----- EXTRACTED TEXT -----
Dedicated Inference

Deploy open-source and custom AI models on isolated GPUs in European data centers. Managed endpoints with an OpenAI-compatible API.

Updated May 20, 2026

Dedicated Inference gives you a fully managed inference endpoint on a GPU reserved exclusively for your workload. You get an OpenAI-compatible API URL — LLMBase handles the deployment, model loading, runtime, and hardware. There is no SSH access, no container configuration, and no infrastructure to manage.

Coming soon. Dedicated Inference endpoints will be created and managed from the LLMBase dashboard. Contact enterprise@llmbase.ai to get early access.

What you get

When you create a dedicated endpoint you receive a unique base URL:

https://<endpoint-id>-inference.llmbase.cloud

This endpoint exposes the standard OpenAI-compatible chat completions interface:

POST https://<endpoint-id>-inference.llmbase.cloud/v1/chat/completions

Use it with the OpenAI SDK, any OpenAI-compatible client, or plain HTTP — the same way you would use https://api.llmbase.ai/v1.

import OpenAI from "openai";

const client = new OpenAI({
  baseURL: "https://<endpoint-id>-inference.llmbase.cloud/v1",
  apiKey: process.env.LLMBASE_API_KEY,
});

const response = await client.chat.completions.create({
  model: "deepseek/deepseek-v4-flash",
  messages: [{ role: "user", content: "Hello!" }],
});

Supported models

Dedicated endpoints support:

Open-source foundation models — any model available in the LLMBase model catalog
Your own fine-tuned models — bring weights you have fine-tuned on your own data
Custom models — deploy a private model not in the public catalog

For custom and fine-tuned models, you provide the model weights (GGUF, safetensors, or vLLM-compatible format) during endpoint setup. LLMBase loads and serves them on the reserved GPU — you do not configure vLLM, Triton, or any inference runtime yourself.

How it differs from Serverless Inference

	Dedicated Inference	Serverless Inference
GPU	Reserved exclusively for you	Shared across users
Pricing	Fixed hourly rate per GPU	Per input/output token
Rate limits	None — only your GPU capacity	Shared pool limits apply
Latency	Consistent, no cold starts	May vary under load
Custom models	Yes — bring your own weights	No
Setup	Endpoint created via dashboard	API key only
Best for	Steady high-throughput workloads	Spiky or experimental traffic

Choose dedicated inference when you run continuous high-throughput workloads, need predictable latency, or want to deploy a custom or fine-tuned model. Choose Serverless Inference when you need to start quickly, have unpredictable traffic, or want pay-per-token billing.
-----
* _ASSIGNED TASK A_
According to the Dedicated Inference page, which weight formats are accepted for custom and fine-tuned models?
* _ASSIGNED TASK B_
Carry on the Dedicated Inference page from its last sentence.
----- INFORMATION -----
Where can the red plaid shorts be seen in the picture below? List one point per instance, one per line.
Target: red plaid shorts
-----
----- INFORMATION -----
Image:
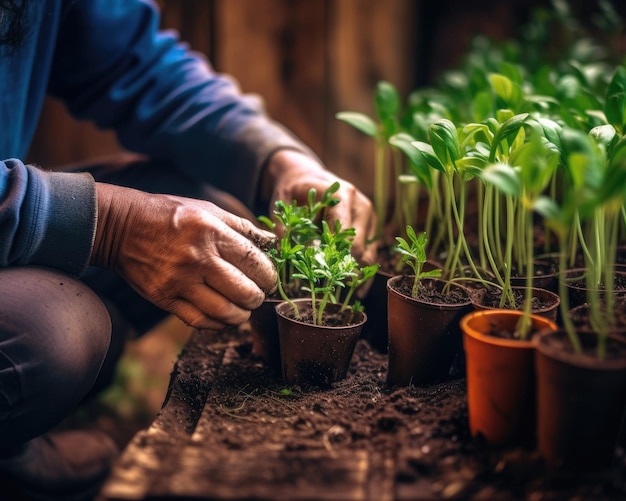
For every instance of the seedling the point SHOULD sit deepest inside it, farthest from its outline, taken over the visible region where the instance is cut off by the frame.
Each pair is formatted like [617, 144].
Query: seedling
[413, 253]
-----
* _EXERCISE OUTPUT A_
GGUF, safetensors, or a vLLM-compatible format.

* _EXERCISE OUTPUT B_
Isolation and compliance

Each dedicated endpoint runs on a GPU that is not shared with any other customer during its lifetime. Compute and networking resources are fully isolated. All endpoints are hosted in European data centers (Falkenstein, Germany and Helsinki, Finland) and are GDPR compliant.

Pricing

Dedicated inference is billed at a fixed hourly rate based on the GPU type selected. There are no per-token charges and no rate limits. The minimum billing unit is one hour.

See the dedicated endpoints pricing page for current GPU rates.

Creating an endpoint

Endpoints are created from the LLMBase dashboard:

Open Dashboard → Inference → Dedicated
Select a GPU type and data center location
Choose a model from the catalog, or upload custom weights
Click Deploy — the endpoint is ready within a few minutes
Copy the endpoint URL and use it in your application

The endpoint URL follows the pattern https://<endpoint-id>-inference.llmbase.cloud/v1.

Authentication

Use your LLMBase API key in the Authorization header, the same as the Serverless Inference API:

Authorization: Bearer <LLMBASE_API_KEY>

See Authentication for how to create and manage API keys.